Section de texte:
::::::::
Alexander Saverys
Alexander Saverys: « Parfois, je ressens une certaine frustration. Nous savons tous quelle direction nous devons prendre, que nous devons réduire ces émissions à pratiquement zéro, mais il y a encore trop de gens qui disent: ça n’en vaut pas la peine pour ce qui me reste à vivre et cela ne me rapportera jamais rien. » © DR

Alexander Saverys (CMB): à la recherche du carburant vert

En misant sur l’hydrogène vert pour le transport maritime à courte distance et sur l’ammoniac vert pour les longues distances, l’armateur belge CMB (Compagnie Maritime Belge) souhaite bannir les émissions de carbone du transport maritime. « L’industrie a tendance à pousser sur la pédale de frein et à reporter la transition écologique. Nous voulons au contraire l’accélérer », déclare le CEO de la CMB, Alexandre Saverys.
::::::::
Segment de données:
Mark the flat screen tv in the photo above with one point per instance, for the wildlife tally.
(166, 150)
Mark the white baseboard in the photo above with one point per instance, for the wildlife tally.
::::::::
Problème à traiter:
Transcrivez le texte sur la CMB en commençant par « En misant sur » et en continuant jusqu'à « CMB, Alexandre Saverys. ». Le matériel n'a aucun lien avec le texte.

Réponse de l'exercice:
En misant sur l’hydrogène vert pour le transport maritime à courte distance et sur l’ammoniac vert pour les longues distances, l’armateur belge CMB (Compagnie Maritime Belge) souhaite bannir les émissions de carbone du transport maritime. « L’industrie a tendance à pousser sur la pédale de frein et à reporter la transition écologique. Nous voulons au contraire l’accélérer », déclare le CEO de la CMB, Alexandre Saverys.